### Extract to read:
========================
Education

‘I don’t always want to adapt to the norm’

Ruard van Workum was 15 when he started studying at TU Delft. Last week, at 18, he was the youngest student ever to receive a degree in Molecular Science & Technology.

Ruard van Workum skipped lessons in the second and third year of his bachelor degree. (Photo: Ruard van Workum)

“Yeah, thanks.” Ruard van Workum did not exactly sound enthusiastic when I congratulated him on his new degree. “Doing a course is well-trodden path in which you don’t need to think about what you’re doing for three years. It’s not that admirable,” he says, frowning. We have barely spoken for one minute and one thing is already clear: this will not be a run-of-the-mill interview.

I had intended to chat with Van Workum about various things, such as his future. If you have a bachelor degree in your pocket at such a young age, isn’t the world your oyster? “Nope,” he answers firmly. And he would rather not talk about his age at all. Okay, can he do everything he wants? Absolutely not, he says. He feels a lot of pressure to do the right things, make the right choices. “I have more ability to learn than other people and I feel obliged to bring it to fruition.” So he has not started working or gone travelling this year. And he also won’t do a master’s. Van Workum is now studying at the CODE University of Applied Sciences in Berlin, a private educational institution founded (in German) by the German whizz-kid, Thomas Bachem. The University is funded by companies such as Facebook and Amazon. It does not have a full set curriculum and does not do written exams. Students learn in their own way, are given subjects designed for self-development and launch innovative start-ups along the way. “I have learned more in the last two months than in three years at TU Delft,” he says, gesturing emphatically.
========================
In the article about Ruard van Workum, how old was he when he started studying at TU Delft? The data that follows comes from a separate source.

### Extracted records:
========================
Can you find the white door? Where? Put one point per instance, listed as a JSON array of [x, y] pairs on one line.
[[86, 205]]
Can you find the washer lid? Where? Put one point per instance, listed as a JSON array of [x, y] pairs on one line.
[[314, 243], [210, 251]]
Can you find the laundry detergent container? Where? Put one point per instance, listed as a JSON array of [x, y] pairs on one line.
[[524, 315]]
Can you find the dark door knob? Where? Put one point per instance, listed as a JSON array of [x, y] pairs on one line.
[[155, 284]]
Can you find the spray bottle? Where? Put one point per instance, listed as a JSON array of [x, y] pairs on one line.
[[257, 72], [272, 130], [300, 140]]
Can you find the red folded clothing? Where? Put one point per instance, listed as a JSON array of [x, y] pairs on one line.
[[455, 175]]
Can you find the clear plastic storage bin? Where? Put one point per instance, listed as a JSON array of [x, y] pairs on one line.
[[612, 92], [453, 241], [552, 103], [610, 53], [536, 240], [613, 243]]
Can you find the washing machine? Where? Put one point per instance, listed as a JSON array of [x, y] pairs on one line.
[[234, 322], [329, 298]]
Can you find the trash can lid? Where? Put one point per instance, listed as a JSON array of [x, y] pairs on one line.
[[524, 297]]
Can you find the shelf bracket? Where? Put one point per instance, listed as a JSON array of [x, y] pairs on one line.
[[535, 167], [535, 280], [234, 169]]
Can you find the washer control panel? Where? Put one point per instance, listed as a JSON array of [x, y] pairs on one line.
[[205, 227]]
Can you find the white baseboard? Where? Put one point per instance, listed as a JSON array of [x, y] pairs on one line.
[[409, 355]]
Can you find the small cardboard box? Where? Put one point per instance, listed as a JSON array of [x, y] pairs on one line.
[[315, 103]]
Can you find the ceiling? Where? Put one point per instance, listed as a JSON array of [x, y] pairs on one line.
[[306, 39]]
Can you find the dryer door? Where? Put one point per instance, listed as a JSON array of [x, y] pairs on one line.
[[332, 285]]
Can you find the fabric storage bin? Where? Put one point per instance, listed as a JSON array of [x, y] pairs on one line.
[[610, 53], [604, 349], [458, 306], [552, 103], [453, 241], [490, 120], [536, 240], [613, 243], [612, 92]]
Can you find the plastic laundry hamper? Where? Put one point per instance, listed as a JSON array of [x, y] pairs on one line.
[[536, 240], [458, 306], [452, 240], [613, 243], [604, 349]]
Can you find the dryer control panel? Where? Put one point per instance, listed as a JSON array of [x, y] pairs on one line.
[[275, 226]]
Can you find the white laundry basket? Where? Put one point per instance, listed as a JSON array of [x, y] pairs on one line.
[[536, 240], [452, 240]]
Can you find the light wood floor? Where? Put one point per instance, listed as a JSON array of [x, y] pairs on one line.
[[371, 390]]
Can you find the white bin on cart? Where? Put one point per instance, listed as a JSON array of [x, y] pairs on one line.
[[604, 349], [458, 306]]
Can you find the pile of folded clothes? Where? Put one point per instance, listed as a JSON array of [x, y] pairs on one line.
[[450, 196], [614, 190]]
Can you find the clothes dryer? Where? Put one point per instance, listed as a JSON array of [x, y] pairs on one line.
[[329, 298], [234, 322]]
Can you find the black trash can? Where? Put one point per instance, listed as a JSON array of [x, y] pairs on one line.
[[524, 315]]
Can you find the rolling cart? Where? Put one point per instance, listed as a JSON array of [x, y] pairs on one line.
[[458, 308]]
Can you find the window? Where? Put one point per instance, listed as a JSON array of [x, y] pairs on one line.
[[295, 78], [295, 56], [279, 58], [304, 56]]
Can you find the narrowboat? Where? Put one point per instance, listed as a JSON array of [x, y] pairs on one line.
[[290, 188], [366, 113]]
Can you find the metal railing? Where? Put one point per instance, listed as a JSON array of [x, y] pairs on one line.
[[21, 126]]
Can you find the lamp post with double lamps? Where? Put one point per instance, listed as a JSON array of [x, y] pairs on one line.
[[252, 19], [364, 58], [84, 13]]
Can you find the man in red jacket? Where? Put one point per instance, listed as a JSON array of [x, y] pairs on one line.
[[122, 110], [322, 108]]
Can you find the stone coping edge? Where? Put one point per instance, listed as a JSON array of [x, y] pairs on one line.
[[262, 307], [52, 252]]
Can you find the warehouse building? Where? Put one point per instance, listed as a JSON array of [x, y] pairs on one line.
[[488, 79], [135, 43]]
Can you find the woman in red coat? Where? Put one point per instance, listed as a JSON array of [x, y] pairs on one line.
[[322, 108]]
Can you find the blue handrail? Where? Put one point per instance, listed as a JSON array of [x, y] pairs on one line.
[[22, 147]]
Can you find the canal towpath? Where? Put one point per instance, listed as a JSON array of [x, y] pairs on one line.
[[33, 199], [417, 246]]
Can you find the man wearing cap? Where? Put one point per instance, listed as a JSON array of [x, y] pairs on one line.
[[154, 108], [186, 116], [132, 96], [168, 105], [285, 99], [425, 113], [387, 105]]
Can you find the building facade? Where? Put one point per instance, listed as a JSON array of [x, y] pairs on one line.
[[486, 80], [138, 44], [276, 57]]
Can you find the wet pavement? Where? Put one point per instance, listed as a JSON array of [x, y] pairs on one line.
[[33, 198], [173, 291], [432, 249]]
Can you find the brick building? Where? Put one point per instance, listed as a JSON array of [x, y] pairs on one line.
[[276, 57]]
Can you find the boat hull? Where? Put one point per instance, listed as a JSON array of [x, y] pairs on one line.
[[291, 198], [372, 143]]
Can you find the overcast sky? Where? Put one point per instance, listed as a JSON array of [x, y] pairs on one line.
========================
### Response below:
He was 15.